[Items listed in a dataset]
## BEGIN

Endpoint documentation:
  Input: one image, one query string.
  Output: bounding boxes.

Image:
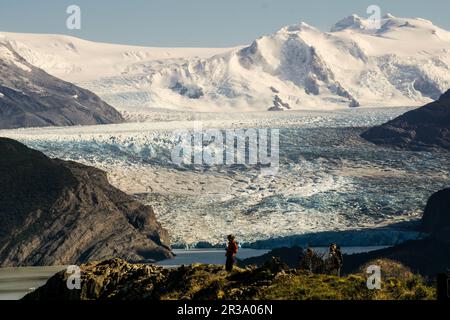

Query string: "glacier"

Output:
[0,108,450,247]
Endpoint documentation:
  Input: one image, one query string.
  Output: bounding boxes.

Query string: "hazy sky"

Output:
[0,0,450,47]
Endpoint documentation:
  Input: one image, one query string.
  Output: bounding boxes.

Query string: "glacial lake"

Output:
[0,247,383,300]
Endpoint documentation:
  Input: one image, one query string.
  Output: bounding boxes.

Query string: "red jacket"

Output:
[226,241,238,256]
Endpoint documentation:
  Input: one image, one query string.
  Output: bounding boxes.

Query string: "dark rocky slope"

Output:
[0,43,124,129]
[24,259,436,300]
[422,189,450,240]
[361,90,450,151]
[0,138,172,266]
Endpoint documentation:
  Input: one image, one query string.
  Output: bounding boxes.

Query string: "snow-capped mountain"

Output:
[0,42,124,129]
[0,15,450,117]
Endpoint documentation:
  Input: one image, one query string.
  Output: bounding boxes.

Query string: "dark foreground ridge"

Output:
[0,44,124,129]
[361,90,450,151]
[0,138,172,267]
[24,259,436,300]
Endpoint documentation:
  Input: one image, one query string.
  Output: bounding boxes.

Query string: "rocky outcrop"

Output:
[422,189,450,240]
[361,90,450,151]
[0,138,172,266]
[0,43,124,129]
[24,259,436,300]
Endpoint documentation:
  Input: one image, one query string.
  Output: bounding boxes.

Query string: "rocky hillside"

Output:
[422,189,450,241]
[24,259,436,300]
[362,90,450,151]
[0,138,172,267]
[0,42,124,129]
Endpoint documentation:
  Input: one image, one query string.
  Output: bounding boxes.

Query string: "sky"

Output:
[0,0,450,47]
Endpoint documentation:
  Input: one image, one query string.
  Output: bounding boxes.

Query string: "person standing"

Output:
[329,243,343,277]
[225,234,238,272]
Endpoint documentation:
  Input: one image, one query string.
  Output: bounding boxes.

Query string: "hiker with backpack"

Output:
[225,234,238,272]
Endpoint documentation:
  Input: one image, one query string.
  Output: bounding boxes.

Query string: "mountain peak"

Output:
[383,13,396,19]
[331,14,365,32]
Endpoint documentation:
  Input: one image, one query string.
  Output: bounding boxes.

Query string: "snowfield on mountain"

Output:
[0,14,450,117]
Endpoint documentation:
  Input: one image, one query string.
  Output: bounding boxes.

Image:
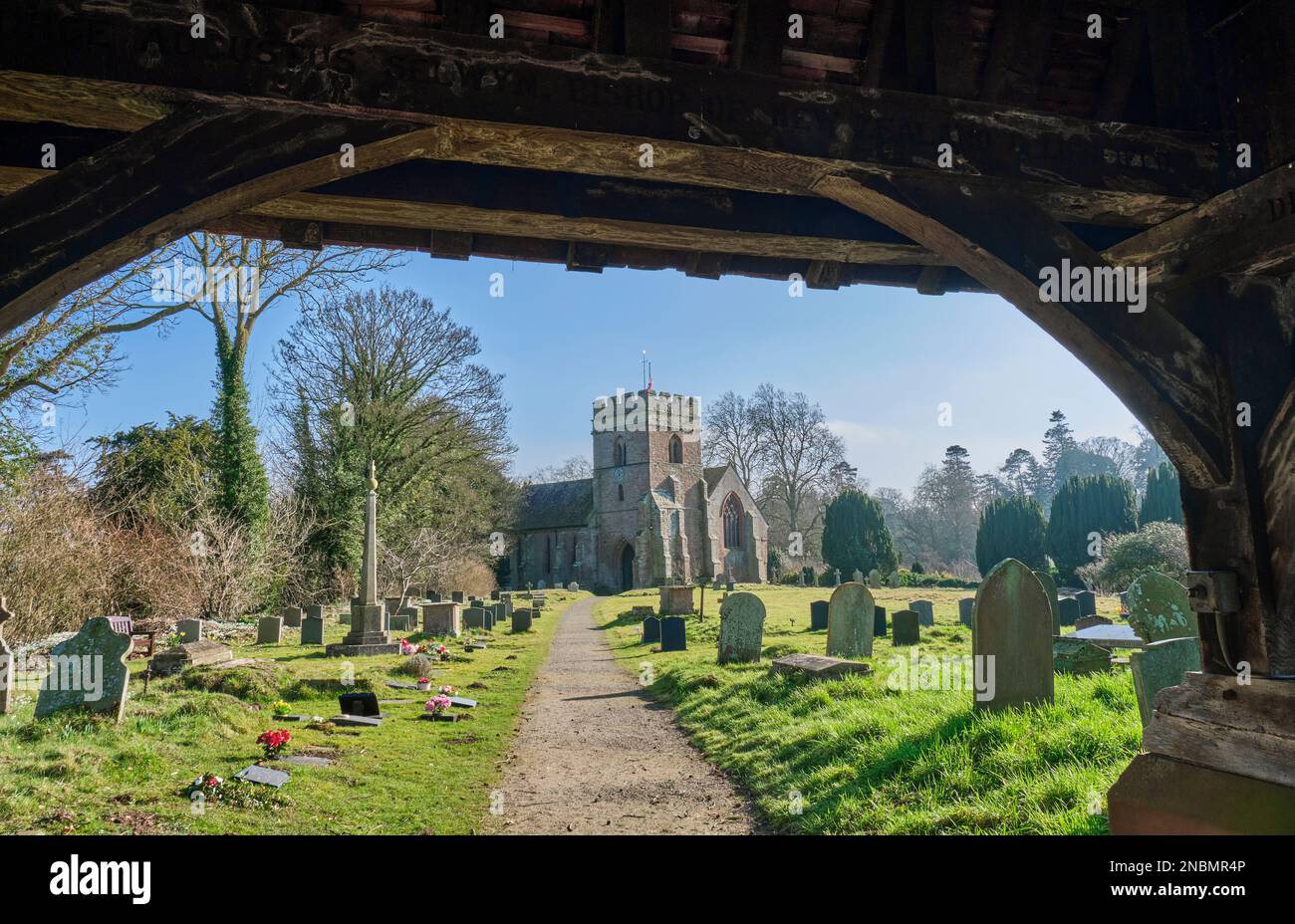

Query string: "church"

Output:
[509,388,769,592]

## END

- Stated goal
Repeat the listing above word for word, from its first line through the line containing "[0,15,450,117]", including that line, and leave out the pictures.

- Written solution
Endpoint documentation:
  Input: one image, one query string.
  Output: bounding boxes.

Image:

Query string: "glacier"

Output:
[0,108,450,247]
Endpoint documentation:
  Input: one image, one query string.
  Output: bounding boxes.

Query string: "hazy sky"

Output:
[0,0,450,47]
Endpoint documentation:
  Input: one image, one query string.
  Output: bounding boxes.

Query string: "glacial lake"

Output:
[0,247,383,300]
Endpoint documentation:
  Input: one image, one query string.
  Output: bounding boxes.

Query string: "red jacket"

Output:
[226,241,238,256]
Endpoint documentation:
  Input: one image, one query string.
  Output: bounding boxes.

Query string: "dark rocky slope"

Output:
[0,43,124,129]
[24,259,436,300]
[422,189,450,240]
[361,90,450,151]
[0,138,172,266]
Endpoint documentation:
  Input: one image, one query string.
  Output: bounding boxes.

Query string: "snow-capped mountain"

Output:
[0,42,124,129]
[0,15,450,117]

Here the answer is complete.